#### Ваше задание
Перепишите дословно фрагмент приведенного ниже текста о российском обществе 2000-х, начиная со слов "Неолиберализм стал не" и до слов "на вопросы социологов." включительно.

#### Исходный документ
***

Появившийся в 2000-е слой «активистов» составлял меньшинство, которое могло действовать лишь на уровне отдельных предприятий, кварталов или небольших городов. Между массовым пассивным недовольством и локальной активистской практикой лежала настоящая пропасть. Любые социологические опросы неизменно фиксировали высокую степень готовности репондентов принять участие в забастовках или акциях протеста. Так, в 2005 году, на волне выступлений против «монетизации льгот», от до 57% опрошенных выражали готовность принять в них участие, — и только 2% действительно это сделали. В 2008-м 27% опрошенных работников говорили о желании принять участие в забастовке, 55% с одобрением относились к бастующим — тогда как всего в стране за этот период было зафиксировано всего 11 забастовок.
Неолиберализм стал не только безусловным ориентиром политики правящей элиты, но органической идеологией общества, где жестокая конкуренция и стремление к капитализации собственной социальной позиции превратились в, пользуясь альтюссеровской дефиницией, «организующую практику». Острое чувство отчуждения от власти сочеталось с готовностью мириться с собственным бесправием. Это переживание отчуждения от власти находило свое выражение и в нерегулярном социальном активизме на локальном уровне, и в благотворительной волонтерской активности, и в бессильном выражении недовольства в ответах на вопросы социологов.
Некоторые либеральные исследователи описывали состояние российского общества в 2000-е как следствие «пост-тоталитарного синдрома», этой своеобразной разновидности «бегства от свободы», в которой большинство оказалось неготово к самостоятельному принятию решений в новой реальности рынка и демократии, и готово было снова перекладывать ответственность за свою судьбу на государство(2). Это утверждение, говорившее больше о мировозрении самих либералов, чем о действительном положении вещей, обычно связывалось и с принципиальным для этой среды противопоставлением двух десятилетий, времени Ельцина и Путина. Вторая описывалась как реванш государственной бюрократии, снова стремившейся к доминированию в экономической и общественной жизни. С другой стороны, важной составляющей пропаганды «суверенной демократии» также было противопоставление новой эпохи, связанной с восстановлением государства, развалу и деградации «лихих 90-х».

***

#### Собранные данные
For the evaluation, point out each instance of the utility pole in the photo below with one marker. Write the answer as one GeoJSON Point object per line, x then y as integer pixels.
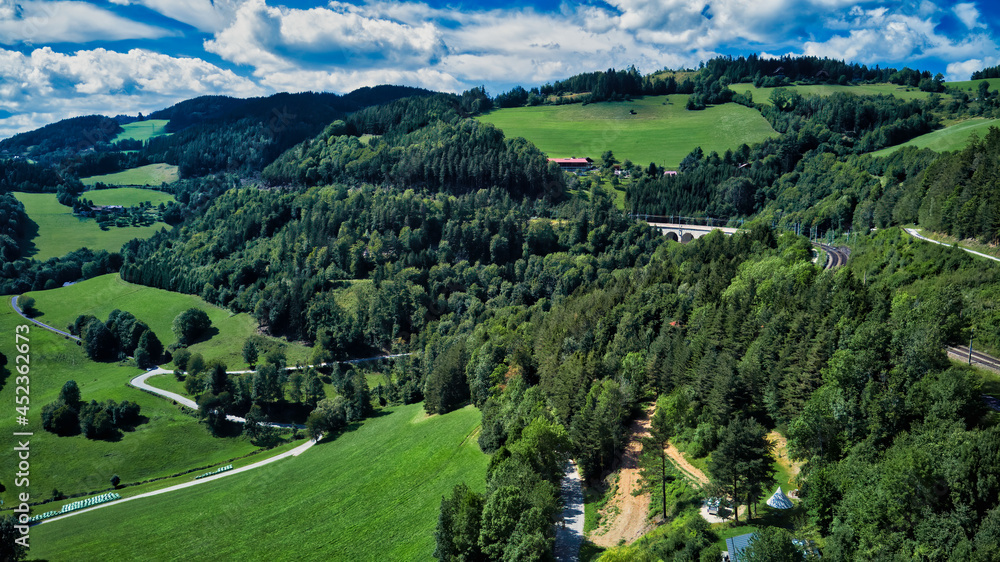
{"type": "Point", "coordinates": [971, 336]}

***

#### Решение задания
Неолиберализм стал не только безусловным ориентиром политики правящей элиты, но органической идеологией общества, где жестокая конкуренция и стремление к капитализации собственной социальной позиции превратились в, пользуясь альтюссеровской дефиницией, «организующую практику». Острое чувство отчуждения от власти сочеталось с готовностью мириться с собственным бесправием. Это переживание отчуждения от власти находило свое выражение и в нерегулярном социальном активизме на локальном уровне, и в благотворительной волонтерской активности, и в бессильном выражении недовольства в ответах на вопросы социологов.